◆ About this task ◆
Find the lines in the listing below that have the word "crop" and give their count, nothing else.

[Records for processing — start]

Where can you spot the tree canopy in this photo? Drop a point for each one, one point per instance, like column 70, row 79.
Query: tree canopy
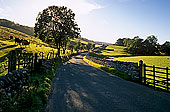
column 56, row 25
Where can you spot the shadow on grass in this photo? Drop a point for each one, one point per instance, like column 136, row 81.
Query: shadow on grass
column 11, row 46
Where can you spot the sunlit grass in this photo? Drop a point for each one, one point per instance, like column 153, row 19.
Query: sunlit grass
column 159, row 61
column 114, row 51
column 109, row 70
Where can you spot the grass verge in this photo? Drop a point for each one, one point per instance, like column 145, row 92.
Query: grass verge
column 109, row 70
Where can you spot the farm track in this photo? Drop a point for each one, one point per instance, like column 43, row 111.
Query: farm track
column 79, row 87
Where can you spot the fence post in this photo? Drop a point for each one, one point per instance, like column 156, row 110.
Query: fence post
column 167, row 78
column 140, row 70
column 9, row 62
column 35, row 61
column 144, row 73
column 154, row 75
column 12, row 61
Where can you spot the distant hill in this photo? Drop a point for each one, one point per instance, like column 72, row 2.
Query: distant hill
column 18, row 27
column 95, row 42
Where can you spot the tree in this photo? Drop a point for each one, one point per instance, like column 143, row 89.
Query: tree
column 136, row 46
column 56, row 25
column 165, row 48
column 89, row 46
column 150, row 45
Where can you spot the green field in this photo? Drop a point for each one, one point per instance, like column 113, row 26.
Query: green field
column 119, row 53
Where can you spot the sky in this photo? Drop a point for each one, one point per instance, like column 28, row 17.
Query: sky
column 101, row 20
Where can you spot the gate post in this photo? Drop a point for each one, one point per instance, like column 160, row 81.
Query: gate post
column 140, row 70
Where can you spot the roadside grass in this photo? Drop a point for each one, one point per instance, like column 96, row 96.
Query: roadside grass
column 109, row 70
column 119, row 53
column 114, row 51
column 159, row 61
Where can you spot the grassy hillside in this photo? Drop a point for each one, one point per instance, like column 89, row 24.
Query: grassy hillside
column 6, row 45
column 21, row 28
column 113, row 52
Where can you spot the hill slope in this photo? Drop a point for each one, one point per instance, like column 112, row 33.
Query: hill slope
column 18, row 27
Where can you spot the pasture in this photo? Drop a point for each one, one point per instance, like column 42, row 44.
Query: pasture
column 119, row 53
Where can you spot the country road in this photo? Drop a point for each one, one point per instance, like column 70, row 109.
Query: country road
column 79, row 87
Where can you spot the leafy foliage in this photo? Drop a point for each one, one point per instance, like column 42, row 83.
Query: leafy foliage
column 21, row 28
column 56, row 25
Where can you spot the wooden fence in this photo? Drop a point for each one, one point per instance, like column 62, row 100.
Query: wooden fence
column 157, row 77
column 18, row 60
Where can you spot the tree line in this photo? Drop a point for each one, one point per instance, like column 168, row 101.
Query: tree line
column 147, row 47
column 16, row 26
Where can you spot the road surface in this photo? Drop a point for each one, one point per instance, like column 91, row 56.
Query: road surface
column 79, row 87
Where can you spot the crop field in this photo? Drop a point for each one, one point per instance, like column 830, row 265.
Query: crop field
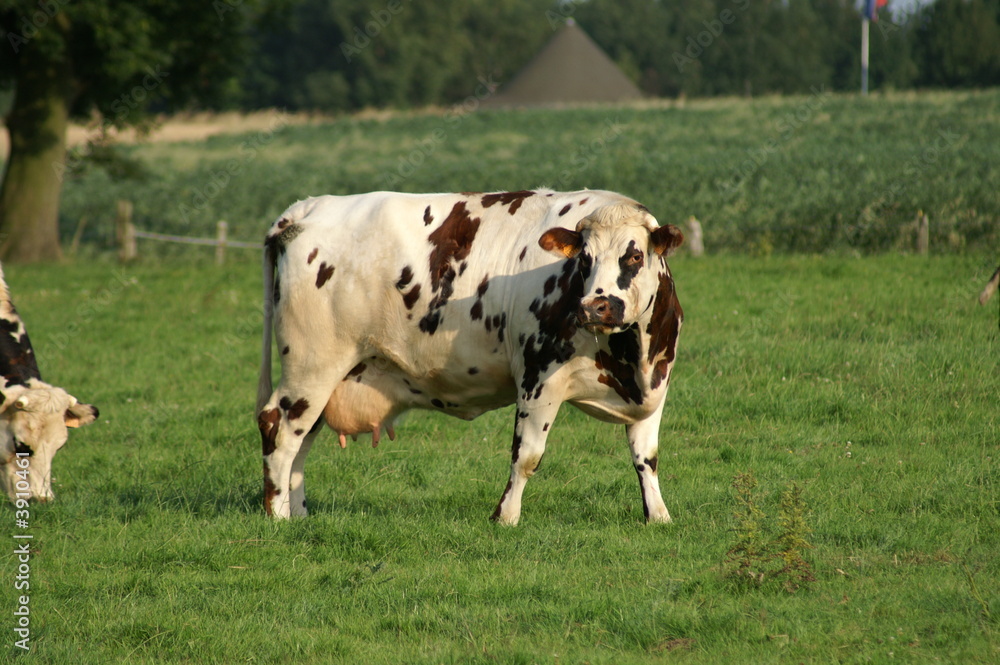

[Records for processing — finish]

◆ Task answer ◆
2